> [SHORT EXERCISE 1]
According to the notes on permutations and combinations, how many ways can 5 people be seated at a round table?
> [SHORT EXERCISE 2]
Go on with the notes on permutations and combinations, starting after their last line.

==== DOCUMENT EXTRACT

Concept Core
Arrangement vs selection — and how to count both correctly.
The Fundamental Principle of Counting
If one event can occur in m ways and a second, independent event in n ways, they can occur together in m × n ways (Multiplication Principle). If they are mutually exclusive, they can occur in m + n ways (Addition Principle). All counting formulas stem from these two principles.
Permutations — Order Matters
Number of ways to arrange r objects out of n distinct objects where order matters:
ⁿPᵣ = n! / (n−r)! (0 ≤ r ≤ n)
All n objects: ⁿPₙ = n!
When repetition allowed: nʳ arrangements (each of r positions has n choices).
Combinations — Order Doesn't Matter
Number of ways to select (not arrange) r objects from n distinct objects:
ⁿCᵣ = n! / (r!(n−r)!) = ⁿPᵣ / r!
Key identity: ⁿCᵣ = ⁿCₙ₋ᵣ (selecting r is same as rejecting n−r)
ⁿC₀ = ⁿCₙ = 1 always.
Circular Permutations
Arranging n objects in a circle: (n−1)! ways (one position is fixed to avoid counting rotations).
Necklace/bracelet: (n−1)!/2 (flips are also identical).
Eg: 5 people at a round table = 4! = 24 ways.
Permutations with Repetition
Arranging n objects where p are alike of one kind, q alike of another, etc.:
n! / (p! × q! × r! × ...)
Eg: MISSISSIPPI has 11 letters (4 S, 4 I, 2 P, 1 M): 11!/(4!4!2!1!) arrangements.

========
==== RECORDS

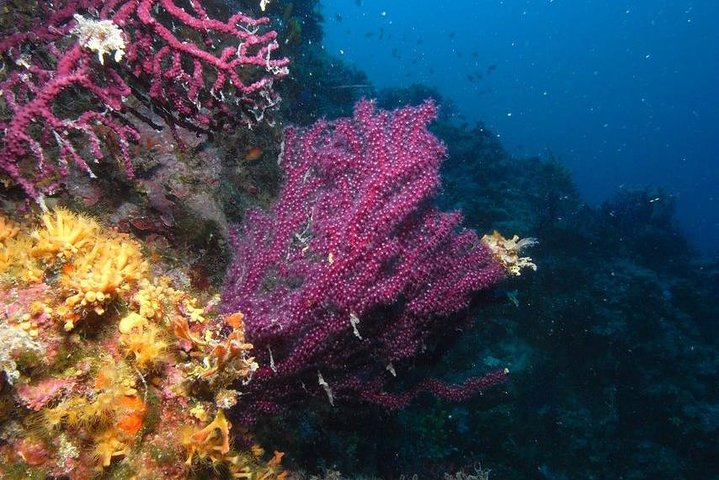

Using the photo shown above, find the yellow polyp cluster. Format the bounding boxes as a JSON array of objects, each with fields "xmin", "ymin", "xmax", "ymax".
[
  {"xmin": 0, "ymin": 235, "xmax": 44, "ymax": 283},
  {"xmin": 44, "ymin": 363, "xmax": 147, "ymax": 467},
  {"xmin": 182, "ymin": 409, "xmax": 287, "ymax": 480},
  {"xmin": 482, "ymin": 230, "xmax": 537, "ymax": 276},
  {"xmin": 118, "ymin": 312, "xmax": 167, "ymax": 370},
  {"xmin": 0, "ymin": 209, "xmax": 286, "ymax": 480},
  {"xmin": 0, "ymin": 215, "xmax": 20, "ymax": 242},
  {"xmin": 60, "ymin": 236, "xmax": 148, "ymax": 330},
  {"xmin": 32, "ymin": 208, "xmax": 100, "ymax": 261}
]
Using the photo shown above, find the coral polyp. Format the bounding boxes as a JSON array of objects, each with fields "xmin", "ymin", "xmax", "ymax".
[{"xmin": 0, "ymin": 209, "xmax": 284, "ymax": 479}]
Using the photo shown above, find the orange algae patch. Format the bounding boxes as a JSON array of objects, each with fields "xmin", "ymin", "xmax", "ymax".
[{"xmin": 115, "ymin": 395, "xmax": 147, "ymax": 435}]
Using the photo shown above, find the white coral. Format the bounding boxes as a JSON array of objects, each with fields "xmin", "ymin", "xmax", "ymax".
[
  {"xmin": 0, "ymin": 323, "xmax": 42, "ymax": 385},
  {"xmin": 72, "ymin": 13, "xmax": 125, "ymax": 65}
]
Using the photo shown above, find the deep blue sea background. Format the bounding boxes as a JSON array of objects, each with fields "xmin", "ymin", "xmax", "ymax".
[{"xmin": 322, "ymin": 0, "xmax": 719, "ymax": 254}]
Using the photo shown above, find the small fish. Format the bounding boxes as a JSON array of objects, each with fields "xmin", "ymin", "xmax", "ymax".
[{"xmin": 245, "ymin": 147, "xmax": 262, "ymax": 162}]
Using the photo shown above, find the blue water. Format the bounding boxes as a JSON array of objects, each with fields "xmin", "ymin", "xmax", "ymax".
[{"xmin": 323, "ymin": 0, "xmax": 719, "ymax": 253}]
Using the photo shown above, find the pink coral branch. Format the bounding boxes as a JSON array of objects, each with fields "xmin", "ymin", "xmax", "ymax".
[{"xmin": 222, "ymin": 101, "xmax": 504, "ymax": 411}]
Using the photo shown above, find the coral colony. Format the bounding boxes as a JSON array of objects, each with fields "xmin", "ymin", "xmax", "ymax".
[
  {"xmin": 0, "ymin": 0, "xmax": 535, "ymax": 480},
  {"xmin": 0, "ymin": 0, "xmax": 288, "ymax": 199}
]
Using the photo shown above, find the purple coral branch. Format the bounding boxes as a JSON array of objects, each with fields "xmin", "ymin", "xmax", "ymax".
[
  {"xmin": 222, "ymin": 101, "xmax": 504, "ymax": 411},
  {"xmin": 0, "ymin": 0, "xmax": 288, "ymax": 199}
]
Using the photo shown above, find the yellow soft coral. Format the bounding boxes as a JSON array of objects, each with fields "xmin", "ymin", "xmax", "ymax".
[
  {"xmin": 0, "ymin": 215, "xmax": 20, "ymax": 242},
  {"xmin": 118, "ymin": 312, "xmax": 167, "ymax": 370},
  {"xmin": 60, "ymin": 237, "xmax": 148, "ymax": 330},
  {"xmin": 31, "ymin": 208, "xmax": 100, "ymax": 260}
]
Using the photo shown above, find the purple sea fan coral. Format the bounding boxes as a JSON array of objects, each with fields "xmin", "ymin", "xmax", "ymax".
[
  {"xmin": 221, "ymin": 100, "xmax": 524, "ymax": 411},
  {"xmin": 0, "ymin": 0, "xmax": 289, "ymax": 200}
]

========

> [EXERCISE RESULT 1]
4! = 24 ways.

> [EXERCISE RESULT 2]
Pascal's Triangle Identities
Sum identity: ⁿCᵣ + ⁿCᵣ₋₁ = ⁿ⁺¹Cᵣ (Pascal's rule)
Row sum: ΣⁿCᵣ = 2ⁿ (total subsets of n elements)
Alternating sum: Σ(−1)ʳ ⁿCᵣ = 0 (for n ≥ 1)
Symmetric: ⁿCᵣ = ⁿCₙ₋ᵣ
Strategic Framework — Which Formula to Use?
→ Order matters, no repetition: ⁿPᵣ = n!/(n−r)!
→ Order matters, with repetition: nʳ
→ Order doesn't matter: ⁿCᵣ
→ In a circle: (n−1)!
→ With alike objects: n!/(p!q!...)
The key question: does changing the order give a DIFFERENT outcome? If YES → permutation. If NO → combination.
Formula Vault
All counting formulas in one place.
Permutation
ⁿPᵣ = n!/(n−r)!
r items from n, order matters
Combination
ⁿCᵣ = n!/(r!(n−r)!)
r items from n, order ignored
All Permutations
ⁿPₙ = n!
All n objects arranged
With Repetition
nʳ arrangements
r positions, each n choices
Alike Objects
n!/(p!q!r!...)
p alike type1, q alike type2...
Circular Perm.
(n−1)!
n objects in circle, 1 fixed
Necklace
(n−1)!/2
Flipping is same arrangement
Symmetric Property
ⁿCᵣ = ⁿCₙ₋ᵣ
Select r = reject n−r
Pascal's Rule
ⁿCᵣ + ⁿCᵣ₋₁ = ⁿ⁺¹Cᵣ
Foundation of Pascal's triangle
Total Subsets
ΣⁿCᵣ = 2ⁿ
Including empty set
Worked Examples
5 problems — selection, arrangement, circular, and EAPCET traps.
EasyIn how many ways can 4 students be chosen from 10 for a team?▾
Choose 4 students from 10 for a team. Order doesn't matter.
1
Order doesn't matter → use Combination.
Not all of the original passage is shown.